»»

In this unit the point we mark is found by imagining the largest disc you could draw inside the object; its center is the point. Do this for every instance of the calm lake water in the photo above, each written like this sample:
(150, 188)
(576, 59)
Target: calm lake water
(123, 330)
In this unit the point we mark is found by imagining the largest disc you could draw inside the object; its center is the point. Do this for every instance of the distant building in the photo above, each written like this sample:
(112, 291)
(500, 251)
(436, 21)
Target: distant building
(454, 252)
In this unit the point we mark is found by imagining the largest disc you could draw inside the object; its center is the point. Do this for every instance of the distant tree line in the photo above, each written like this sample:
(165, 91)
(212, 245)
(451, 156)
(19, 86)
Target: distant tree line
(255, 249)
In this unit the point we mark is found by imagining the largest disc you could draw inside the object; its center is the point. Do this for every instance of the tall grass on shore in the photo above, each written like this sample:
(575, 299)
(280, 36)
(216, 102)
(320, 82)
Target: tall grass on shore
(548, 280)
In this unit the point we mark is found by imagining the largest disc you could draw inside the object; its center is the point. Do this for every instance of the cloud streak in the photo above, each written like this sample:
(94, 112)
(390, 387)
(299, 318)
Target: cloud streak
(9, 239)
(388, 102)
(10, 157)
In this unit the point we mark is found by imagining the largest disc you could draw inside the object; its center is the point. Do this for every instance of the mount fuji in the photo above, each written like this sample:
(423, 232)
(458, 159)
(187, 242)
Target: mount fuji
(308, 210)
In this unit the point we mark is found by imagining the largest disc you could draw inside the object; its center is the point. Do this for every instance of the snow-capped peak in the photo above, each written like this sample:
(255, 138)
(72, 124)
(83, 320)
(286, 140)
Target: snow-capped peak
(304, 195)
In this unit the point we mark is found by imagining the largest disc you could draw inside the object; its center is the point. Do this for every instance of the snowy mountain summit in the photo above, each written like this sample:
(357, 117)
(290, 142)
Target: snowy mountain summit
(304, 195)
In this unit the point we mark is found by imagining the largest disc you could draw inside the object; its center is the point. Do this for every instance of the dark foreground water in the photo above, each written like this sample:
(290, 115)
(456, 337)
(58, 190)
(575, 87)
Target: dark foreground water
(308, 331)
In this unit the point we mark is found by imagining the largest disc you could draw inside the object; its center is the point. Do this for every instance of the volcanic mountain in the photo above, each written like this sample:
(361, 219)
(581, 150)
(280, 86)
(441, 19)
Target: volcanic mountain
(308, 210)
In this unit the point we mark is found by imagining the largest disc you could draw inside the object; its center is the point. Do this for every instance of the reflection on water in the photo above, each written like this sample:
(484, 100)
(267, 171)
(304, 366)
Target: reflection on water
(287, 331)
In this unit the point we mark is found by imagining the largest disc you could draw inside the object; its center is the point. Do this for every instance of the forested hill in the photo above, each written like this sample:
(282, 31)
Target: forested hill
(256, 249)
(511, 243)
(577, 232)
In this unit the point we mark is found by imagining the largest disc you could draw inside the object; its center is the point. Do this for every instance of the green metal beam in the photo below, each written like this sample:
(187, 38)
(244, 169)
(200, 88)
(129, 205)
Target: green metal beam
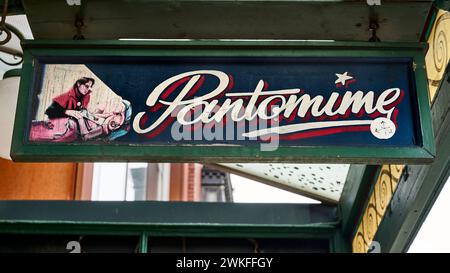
(169, 219)
(355, 196)
(418, 190)
(15, 7)
(344, 20)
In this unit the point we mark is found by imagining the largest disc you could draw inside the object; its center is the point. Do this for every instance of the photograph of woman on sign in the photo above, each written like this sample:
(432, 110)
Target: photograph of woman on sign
(68, 118)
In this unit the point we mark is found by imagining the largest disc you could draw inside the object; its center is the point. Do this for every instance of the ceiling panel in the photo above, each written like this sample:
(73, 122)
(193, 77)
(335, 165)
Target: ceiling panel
(322, 182)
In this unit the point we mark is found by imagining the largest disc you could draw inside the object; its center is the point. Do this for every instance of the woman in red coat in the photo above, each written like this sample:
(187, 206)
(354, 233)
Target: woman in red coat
(70, 103)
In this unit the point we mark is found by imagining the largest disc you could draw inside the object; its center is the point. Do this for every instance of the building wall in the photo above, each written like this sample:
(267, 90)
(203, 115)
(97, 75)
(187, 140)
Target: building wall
(37, 181)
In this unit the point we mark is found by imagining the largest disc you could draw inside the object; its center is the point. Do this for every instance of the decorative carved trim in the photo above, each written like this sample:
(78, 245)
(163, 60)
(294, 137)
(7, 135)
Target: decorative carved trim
(438, 54)
(379, 200)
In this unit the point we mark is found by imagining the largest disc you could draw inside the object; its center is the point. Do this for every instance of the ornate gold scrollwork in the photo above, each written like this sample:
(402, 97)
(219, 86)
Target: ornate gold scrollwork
(438, 55)
(376, 208)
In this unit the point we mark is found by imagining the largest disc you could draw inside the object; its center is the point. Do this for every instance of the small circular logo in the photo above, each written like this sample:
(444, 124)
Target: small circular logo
(382, 128)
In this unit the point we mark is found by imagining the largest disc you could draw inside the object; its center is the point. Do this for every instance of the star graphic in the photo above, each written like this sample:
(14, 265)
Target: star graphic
(342, 78)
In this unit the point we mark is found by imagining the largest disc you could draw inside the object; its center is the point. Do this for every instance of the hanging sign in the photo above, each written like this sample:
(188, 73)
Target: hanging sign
(222, 102)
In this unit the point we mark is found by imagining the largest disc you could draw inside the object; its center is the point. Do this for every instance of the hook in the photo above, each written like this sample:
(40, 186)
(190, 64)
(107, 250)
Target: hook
(79, 24)
(373, 26)
(3, 26)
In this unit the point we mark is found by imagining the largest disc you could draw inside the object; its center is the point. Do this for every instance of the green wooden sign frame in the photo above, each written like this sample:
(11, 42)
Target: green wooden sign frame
(22, 150)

««

### [WHAT IS EXPECTED]
Print the records above exactly as they stand, but leave out the pictures.

### [EXERCISE RESULT]
In this unit the point we mark is found by imagining the largest disc you could draw inside the object; its center is the point. Do this for every instance of the calm lake water in the photo above, each written like this sample:
(150, 188)
(576, 59)
Target: calm lake water
(123, 330)
In this unit the point we mark is found by imagining the largest disc you could draw inside the object; its center is the point. Do this for every instance of the distant building in the photo above, each written like this sample:
(112, 291)
(500, 251)
(436, 21)
Target: distant building
(454, 252)
In this unit the point we mark is found by imagining the largest disc you could draw inside the object; its center is the point. Do this for every instance of the distant tree line in the photo above, each written like this sample:
(165, 91)
(212, 245)
(451, 156)
(19, 86)
Target: distant tree line
(255, 249)
In this unit the point we mark is found by imagining the largest disc you could draw inside the object; its center is the point. Do this for every instance of the tall grass on shore in the photo above, each written like this sample:
(575, 299)
(280, 36)
(216, 102)
(320, 82)
Target: tall grass on shore
(548, 280)
In this unit the point we mark is found by imagining the largest disc you could draw inside the object; its center is the point. Do this for every instance of the cloud streak in the photo above, each written like this sample:
(94, 112)
(390, 387)
(299, 318)
Target: cloud streak
(9, 239)
(388, 102)
(10, 157)
In this unit the point we mark is found by imagining the largest disc you could draw inside the object; its center is the point. Do this for every instance of the mount fuji in the photo above, each written like this sample:
(423, 232)
(458, 159)
(187, 242)
Target: mount fuji
(308, 210)
In this unit the point we mark is found by imagining the largest disc you could draw inside the object; its center is the point. Do this for every instance of the snow-capped peak in the photo above, each written like this sample:
(255, 138)
(72, 124)
(83, 320)
(286, 140)
Target: snow-capped peak
(304, 195)
In this unit the point we mark is found by imagining the largest disc you could draw inside the object; its center is the point. Do this for every instance of the snowy mountain summit in the photo above, each written like this sample:
(357, 117)
(290, 142)
Target: snowy mountain summit
(304, 195)
In this unit the point we mark is found by imagining the largest disc you could draw inside the object; its center is the point. Do this for every instance of the dark foreground water in the photo above, each written like this sample:
(290, 115)
(456, 337)
(58, 190)
(575, 87)
Target: dark foreground water
(308, 331)
In this unit the point we mark is found by imagining the largest disc you could draw inside the object; its center is the point. Do this for every instance of the volcanic mountain in the photo above, each written like this sample:
(361, 219)
(581, 150)
(280, 86)
(441, 19)
Target: volcanic mountain
(308, 210)
In this unit the point we mark is found by imagining the largest disc you could draw inside the object; its center is the point. Do this for every instance of the reflection on water in the photo above, each written like this sample:
(484, 100)
(267, 171)
(304, 366)
Target: reflection on water
(287, 331)
In this unit the point we mark is found by imagining the largest disc you could draw inside the object; its center is the point. Do this for every instance of the forested hill in the photo above, each written like this sample:
(282, 31)
Target: forested hill
(256, 249)
(511, 243)
(577, 232)
In this unit the point we mark is found by imagining the largest disc you could draw inside the object; its center is the point. Do this for every instance of the green metal beam in the photo below, each written like this sample:
(187, 38)
(244, 169)
(200, 88)
(129, 205)
Target: green metal beam
(169, 219)
(355, 196)
(418, 190)
(15, 7)
(344, 20)
In this unit the point we mark is found by imagining the largest disc you could draw inside the object; its center is the point. Do this for every instance of the photograph of woman on sign in the photo above, each written like this sample:
(432, 110)
Target: photograph of woman on sign
(68, 118)
In this unit the point we mark is found by imagining the largest disc you could draw inside the object; its center is the point. Do this for every instance of the ceiling panel in the photo above, each written like this sample:
(73, 122)
(193, 77)
(335, 165)
Target: ceiling panel
(322, 182)
In this unit the point we mark is found by imagining the largest disc you could draw inside the object; its center is the point. Do this for every instance of the woman in red coat in the photo above, each written like this sample:
(187, 206)
(354, 233)
Target: woman in red coat
(70, 103)
In this unit the point we mark is found by imagining the largest disc you could draw inside the object; its center is the point. Do this for every instance of the building wall in the photo above, each written like this sample:
(267, 90)
(203, 115)
(97, 75)
(187, 140)
Target: building wall
(37, 181)
In this unit the point we mark is found by imagining the largest disc you could draw inside the object; its center is the point. Do this for every instance of the decorative carved trim in the photo above, each written like this sample:
(78, 245)
(163, 60)
(294, 137)
(7, 135)
Target: decorative carved trim
(438, 54)
(379, 200)
In this unit the point we mark is found by imagining the largest disc you could draw inside the object; its center is the point. Do this for every instance of the ornate gold scrollwork in the photo above, each written like this sample:
(402, 97)
(219, 86)
Target: ornate gold scrollwork
(438, 55)
(376, 208)
In this unit the point we mark is found by imagining the largest disc you could draw inside the object; its center is the point. Do this for every instance of the small circular logo in the photo above, each written like this sample:
(444, 124)
Target: small circular logo
(382, 128)
In this unit the point we mark is found by imagining the largest disc you could draw inside the object; its center is the point. Do this for every instance of the star graphic in the photo above, each written like this sample:
(14, 265)
Target: star graphic
(342, 78)
In this unit the point we mark is found by imagining the largest disc you could draw inside the object; its center is the point. Do this for every instance of the hanging sign in the photo above, each written like this sample:
(188, 73)
Target: hanging sign
(222, 102)
In this unit the point we mark is found by imagining the largest disc you could draw inside the object; its center is the point. Do this for every instance of the hook in the photo above, each written like this sample:
(40, 186)
(190, 64)
(107, 250)
Target: hook
(79, 24)
(373, 26)
(3, 26)
In this unit the point we mark is found by imagining the largest disc you could draw inside the object; its center is the point. Do this for every instance of the green wooden sign frame in the photo above, each written like this sample:
(11, 42)
Target: green wooden sign frame
(22, 150)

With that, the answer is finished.